:: WORK REQUEST ::
For the data below, retype word for word the lines from the one containing "the windshield wiper" through the one containing "find bird neck"; drop the pictures.

:: Source data ::
• • •
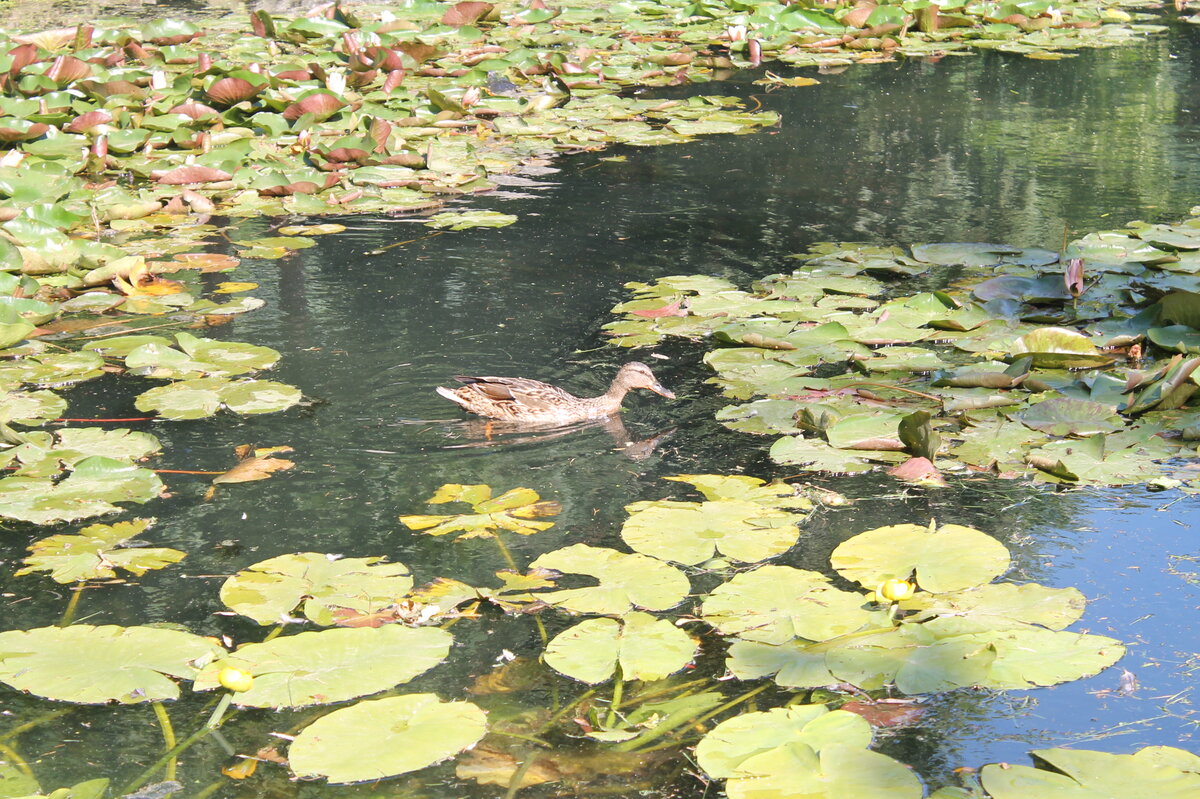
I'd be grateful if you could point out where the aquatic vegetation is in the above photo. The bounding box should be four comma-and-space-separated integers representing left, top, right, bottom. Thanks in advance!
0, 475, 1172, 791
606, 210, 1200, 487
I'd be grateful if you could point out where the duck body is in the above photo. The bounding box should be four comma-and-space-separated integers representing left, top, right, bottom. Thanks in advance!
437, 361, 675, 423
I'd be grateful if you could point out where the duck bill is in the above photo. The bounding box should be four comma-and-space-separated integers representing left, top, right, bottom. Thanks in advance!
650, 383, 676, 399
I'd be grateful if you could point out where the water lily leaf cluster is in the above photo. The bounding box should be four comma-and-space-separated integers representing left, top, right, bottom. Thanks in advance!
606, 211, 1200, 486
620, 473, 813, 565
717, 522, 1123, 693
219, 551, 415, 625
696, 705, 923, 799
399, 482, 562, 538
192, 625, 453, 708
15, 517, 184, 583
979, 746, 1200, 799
• • •
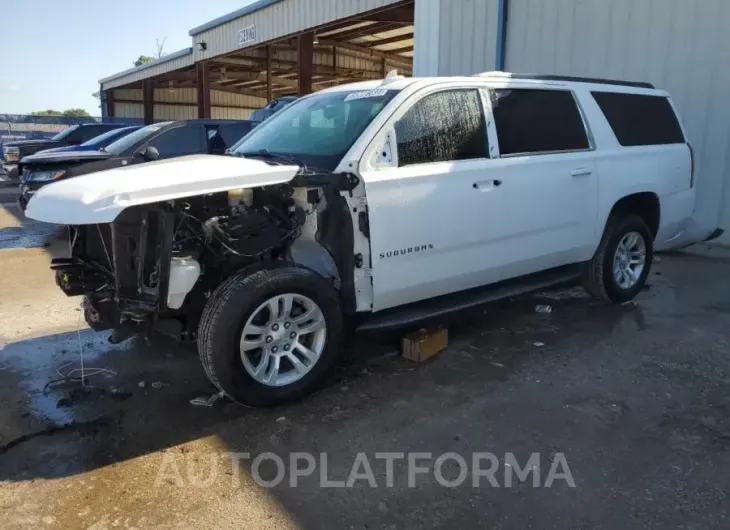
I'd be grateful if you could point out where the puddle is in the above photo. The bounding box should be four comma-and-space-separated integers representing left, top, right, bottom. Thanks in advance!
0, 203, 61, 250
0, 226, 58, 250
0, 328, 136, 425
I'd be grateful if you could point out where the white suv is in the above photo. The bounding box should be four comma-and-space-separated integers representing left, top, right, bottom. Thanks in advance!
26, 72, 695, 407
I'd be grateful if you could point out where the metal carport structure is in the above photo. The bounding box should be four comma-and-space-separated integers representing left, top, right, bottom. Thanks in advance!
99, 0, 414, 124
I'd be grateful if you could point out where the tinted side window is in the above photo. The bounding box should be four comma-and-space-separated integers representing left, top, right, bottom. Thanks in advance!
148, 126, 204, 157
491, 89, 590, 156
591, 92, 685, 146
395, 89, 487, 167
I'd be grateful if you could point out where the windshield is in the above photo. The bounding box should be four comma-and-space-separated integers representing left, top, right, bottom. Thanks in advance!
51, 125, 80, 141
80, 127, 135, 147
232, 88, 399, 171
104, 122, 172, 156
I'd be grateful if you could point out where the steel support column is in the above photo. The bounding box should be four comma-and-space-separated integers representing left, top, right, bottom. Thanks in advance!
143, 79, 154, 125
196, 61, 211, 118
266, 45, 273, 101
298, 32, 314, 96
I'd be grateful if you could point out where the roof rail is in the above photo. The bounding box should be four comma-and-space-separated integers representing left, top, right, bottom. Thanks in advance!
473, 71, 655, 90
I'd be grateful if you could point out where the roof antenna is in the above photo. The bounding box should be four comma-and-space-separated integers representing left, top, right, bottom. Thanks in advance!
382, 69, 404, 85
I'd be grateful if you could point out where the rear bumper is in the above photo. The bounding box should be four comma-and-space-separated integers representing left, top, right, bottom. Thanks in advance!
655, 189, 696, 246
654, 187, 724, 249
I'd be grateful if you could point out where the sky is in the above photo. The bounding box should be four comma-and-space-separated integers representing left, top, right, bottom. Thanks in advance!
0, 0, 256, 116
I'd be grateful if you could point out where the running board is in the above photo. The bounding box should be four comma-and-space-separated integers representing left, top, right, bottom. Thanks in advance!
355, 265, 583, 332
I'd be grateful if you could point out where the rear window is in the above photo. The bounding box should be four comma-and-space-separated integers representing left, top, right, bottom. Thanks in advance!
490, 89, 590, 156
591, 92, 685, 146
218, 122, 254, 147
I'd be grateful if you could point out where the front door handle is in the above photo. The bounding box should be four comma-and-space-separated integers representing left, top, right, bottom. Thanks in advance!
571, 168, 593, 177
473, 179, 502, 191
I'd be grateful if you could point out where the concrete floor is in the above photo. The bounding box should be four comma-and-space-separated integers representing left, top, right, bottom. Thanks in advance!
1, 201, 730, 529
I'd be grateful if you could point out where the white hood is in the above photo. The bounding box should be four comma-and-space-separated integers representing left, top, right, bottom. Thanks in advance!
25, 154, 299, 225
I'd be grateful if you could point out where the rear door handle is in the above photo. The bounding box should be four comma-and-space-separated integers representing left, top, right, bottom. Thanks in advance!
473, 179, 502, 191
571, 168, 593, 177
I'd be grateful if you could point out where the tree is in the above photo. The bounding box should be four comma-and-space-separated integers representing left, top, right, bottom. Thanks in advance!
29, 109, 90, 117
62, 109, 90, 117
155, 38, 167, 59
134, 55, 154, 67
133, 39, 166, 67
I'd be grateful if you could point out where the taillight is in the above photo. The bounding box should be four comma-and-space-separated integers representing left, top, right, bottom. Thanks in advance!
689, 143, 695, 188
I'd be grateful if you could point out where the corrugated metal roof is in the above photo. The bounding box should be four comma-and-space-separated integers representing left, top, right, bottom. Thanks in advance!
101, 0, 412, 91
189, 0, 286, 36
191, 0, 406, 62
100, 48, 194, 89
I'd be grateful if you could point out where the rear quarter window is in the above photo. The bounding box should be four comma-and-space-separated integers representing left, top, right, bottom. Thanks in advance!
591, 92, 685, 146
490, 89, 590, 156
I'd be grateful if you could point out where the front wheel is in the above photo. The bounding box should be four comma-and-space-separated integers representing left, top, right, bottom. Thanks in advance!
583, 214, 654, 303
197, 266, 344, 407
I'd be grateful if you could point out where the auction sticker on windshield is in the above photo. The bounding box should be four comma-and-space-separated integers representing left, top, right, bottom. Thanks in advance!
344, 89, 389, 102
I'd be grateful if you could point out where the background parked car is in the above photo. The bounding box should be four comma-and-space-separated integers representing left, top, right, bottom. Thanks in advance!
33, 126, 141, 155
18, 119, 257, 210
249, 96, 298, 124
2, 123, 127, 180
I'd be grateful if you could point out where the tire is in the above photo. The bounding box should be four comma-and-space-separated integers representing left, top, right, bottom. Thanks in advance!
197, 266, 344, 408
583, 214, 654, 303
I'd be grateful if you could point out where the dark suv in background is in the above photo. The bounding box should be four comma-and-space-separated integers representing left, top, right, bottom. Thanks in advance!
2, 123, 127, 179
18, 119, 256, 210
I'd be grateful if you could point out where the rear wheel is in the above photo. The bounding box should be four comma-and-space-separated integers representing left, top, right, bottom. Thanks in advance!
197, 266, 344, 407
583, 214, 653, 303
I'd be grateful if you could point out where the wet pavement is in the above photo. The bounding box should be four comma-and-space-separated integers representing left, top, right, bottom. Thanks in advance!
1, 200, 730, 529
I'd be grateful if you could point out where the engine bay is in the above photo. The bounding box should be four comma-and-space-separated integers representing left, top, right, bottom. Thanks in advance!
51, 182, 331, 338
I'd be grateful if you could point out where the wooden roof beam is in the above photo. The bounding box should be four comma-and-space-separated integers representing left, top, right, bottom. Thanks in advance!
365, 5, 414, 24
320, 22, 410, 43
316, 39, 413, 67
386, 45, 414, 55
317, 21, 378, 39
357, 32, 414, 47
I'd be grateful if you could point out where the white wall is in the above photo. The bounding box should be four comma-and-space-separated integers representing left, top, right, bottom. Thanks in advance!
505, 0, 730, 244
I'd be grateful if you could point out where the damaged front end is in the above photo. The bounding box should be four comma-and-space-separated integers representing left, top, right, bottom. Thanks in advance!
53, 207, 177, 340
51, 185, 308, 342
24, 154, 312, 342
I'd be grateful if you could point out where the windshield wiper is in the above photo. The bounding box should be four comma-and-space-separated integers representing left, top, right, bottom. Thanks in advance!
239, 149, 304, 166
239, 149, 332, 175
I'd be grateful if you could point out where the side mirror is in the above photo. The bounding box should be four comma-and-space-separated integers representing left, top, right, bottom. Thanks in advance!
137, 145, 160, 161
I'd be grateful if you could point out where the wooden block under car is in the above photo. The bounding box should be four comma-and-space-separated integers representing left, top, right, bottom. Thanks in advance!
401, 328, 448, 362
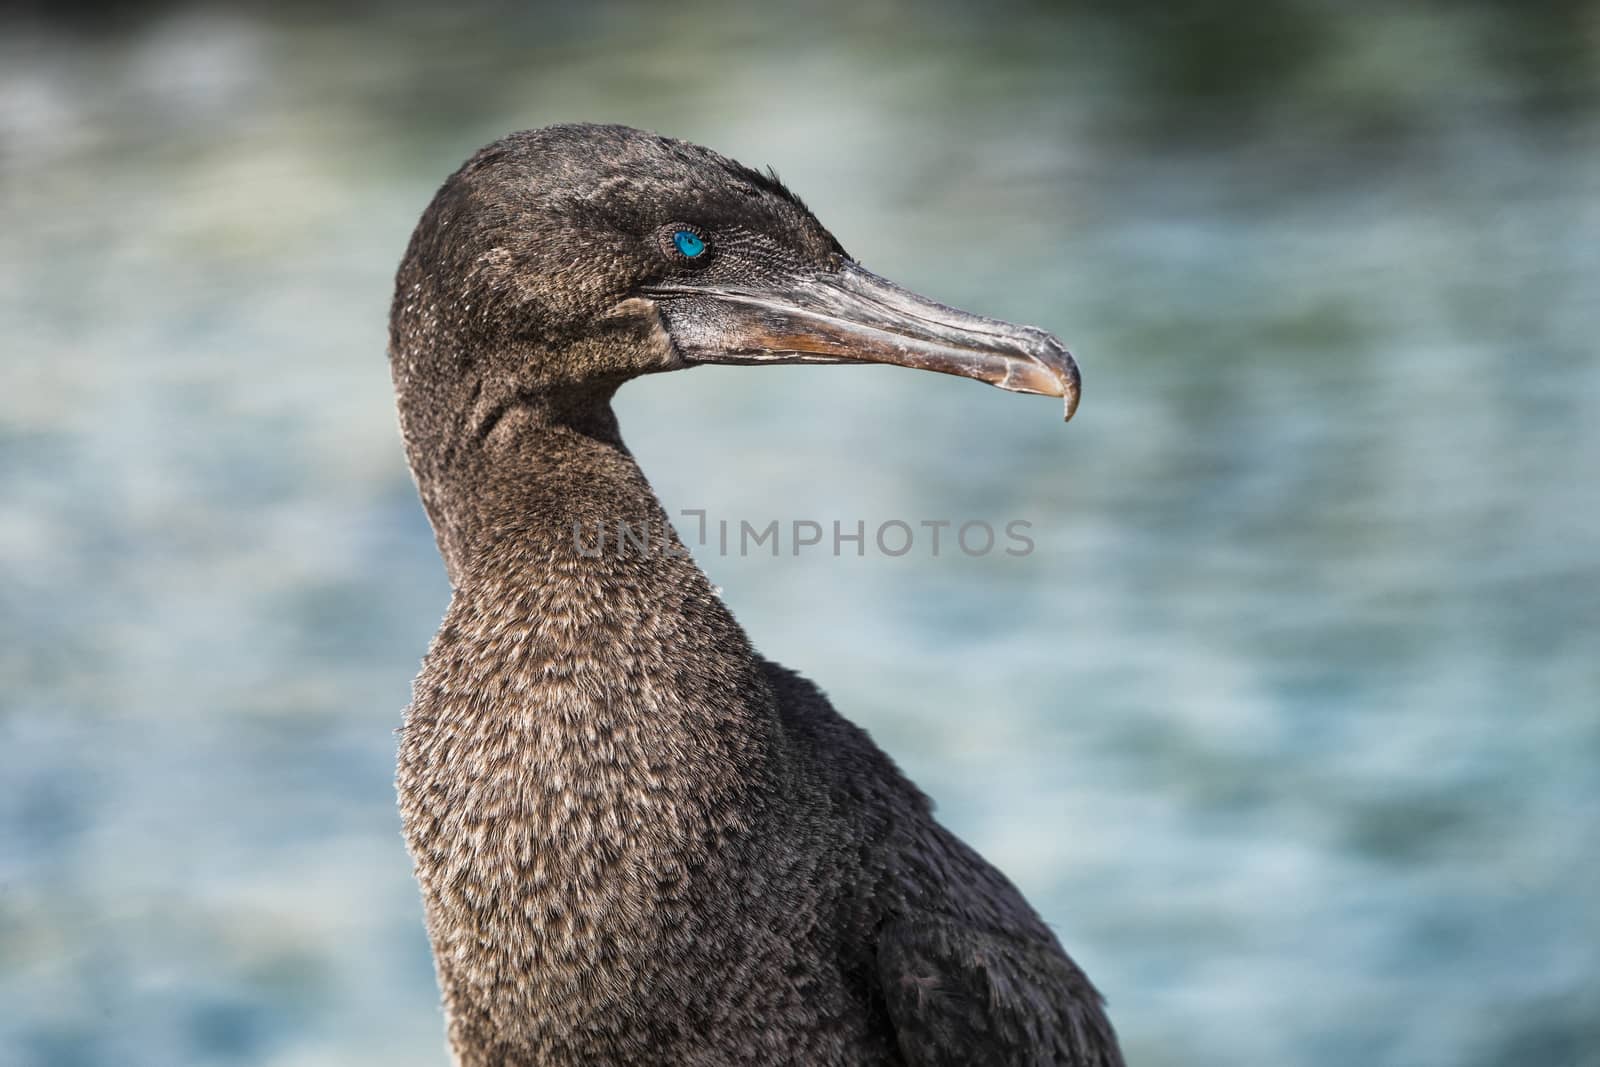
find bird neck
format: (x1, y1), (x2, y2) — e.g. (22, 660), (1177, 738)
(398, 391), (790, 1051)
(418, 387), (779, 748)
• • •
:: RESPONSE BELOW ::
I'd be grateful if you could point out where the windshield wiper is in the above photo. The bounding box should be four comma-and-space-separated integers representing left, top, right, bottom. Thanks in advance!
239, 149, 304, 166
239, 149, 332, 175
I'd be grateful if you could point out where the side mirror is in the above photo. The bounding box should be four comma-and-space-separated integers representing left, top, right, bottom. Thanks in advance!
137, 145, 160, 161
I'd be grateful if you could point out where the wooden block under car is in the above photo. The bounding box should be four comma-and-space-separated integers representing left, top, right, bottom. Thanks in advance!
401, 328, 448, 362
find bird neck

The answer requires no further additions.